*WORK INSTRUCTION 1:*
In the text on how homeschoolers can make friends, why did the author's family miss out on finding other homeschooling families at first?
*WORK INSTRUCTION 2:*
Turn the paragraph of the text on how homeschoolers can make friends that begins "They also worry about socialization" into a short bulleted list that keeps its main facts.

*TEXT:*

How Can Homeschoolers Make Friends: The Only Way!

How to make friends in homeschool

I bet you have wondered how can a homeschooler make friends when they’re the only one in the classroom?

Well, I can say for sure your homeschooling student can make friends just like any other child! Keep reading and find out how it’s possible.

Homeschoolers make friends through your guidance, teaching, and role modeling of what making friends looks like. When you socialize with other families, join organizations, and do family projects you can easily make friends! 

Find Other Homeschooling Families

This may seem obvious, but we didn’t experience it because we were so focused on ourselves and finding the right curriculum in the beginning. However, there are probably a few homeschoolers living in your neighborhood and you didn’t even know it. The other homeschooling families will probably like to meet you and share their experiences with you. Because we are all in this together and normally other families started just like you did, without any clue about how to start. Many parents worry about making friends in homeschool. 

They also worry about socialization and how their children will grow up normally. This is perfectly normal and important to handle in homeschool. Because it is a real challenge you will need to plan for. You will have to plan socialization and create opportunities for your children to make friends. This will be planned into your normal school schedule of classes outside, activities, extracurricular sports, and attending other clubs and co-operatives. Once you find your tribe of homeschoolers it becomes easier to find resources, advice, and confidence to help your kids make friends. We found this helpful article that offers 50 ways to teach social skills.

*INFORMATION SHOWN:*
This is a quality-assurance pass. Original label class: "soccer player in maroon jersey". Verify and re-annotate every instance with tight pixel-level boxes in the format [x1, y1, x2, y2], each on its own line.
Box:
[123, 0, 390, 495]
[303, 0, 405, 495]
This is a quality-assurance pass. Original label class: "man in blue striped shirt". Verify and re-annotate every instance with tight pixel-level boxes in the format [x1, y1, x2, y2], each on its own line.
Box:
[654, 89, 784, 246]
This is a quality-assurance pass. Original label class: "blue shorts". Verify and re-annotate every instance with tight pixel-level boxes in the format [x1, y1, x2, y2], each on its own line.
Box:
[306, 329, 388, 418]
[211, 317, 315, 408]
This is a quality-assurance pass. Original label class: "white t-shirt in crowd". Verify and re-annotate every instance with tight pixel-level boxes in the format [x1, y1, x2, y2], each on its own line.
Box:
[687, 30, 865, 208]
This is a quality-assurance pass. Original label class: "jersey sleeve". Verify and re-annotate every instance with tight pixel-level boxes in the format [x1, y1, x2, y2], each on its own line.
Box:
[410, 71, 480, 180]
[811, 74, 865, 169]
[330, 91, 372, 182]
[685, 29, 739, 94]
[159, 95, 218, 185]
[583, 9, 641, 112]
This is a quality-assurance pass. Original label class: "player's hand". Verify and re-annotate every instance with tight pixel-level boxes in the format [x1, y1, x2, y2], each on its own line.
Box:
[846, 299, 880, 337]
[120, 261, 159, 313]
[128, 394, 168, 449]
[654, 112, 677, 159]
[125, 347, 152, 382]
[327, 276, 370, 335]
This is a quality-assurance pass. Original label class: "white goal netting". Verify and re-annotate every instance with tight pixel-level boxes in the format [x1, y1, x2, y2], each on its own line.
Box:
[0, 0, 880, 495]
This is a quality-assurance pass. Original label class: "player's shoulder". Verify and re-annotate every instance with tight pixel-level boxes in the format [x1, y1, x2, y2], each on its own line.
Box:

*WRITTEN RESPONSE 1:*
They were so focused on themselves and on finding the right curriculum in the beginning.

*WRITTEN RESPONSE 2:*
- Parents worry about socialization and whether their children will grow up normally, which is normal and important to handle.
- Socialization is a real challenge that must be planned for, with opportunities created for children to make friends.
- It is built into the normal school schedule through outside classes, activities, extracurricular sports, and clubs and co-operatives.
- Finding a tribe of homeschoolers makes it easier to get resources, advice, and confidence to help kids make friends.
- An article offering 50 ways to teach social skills was found helpful.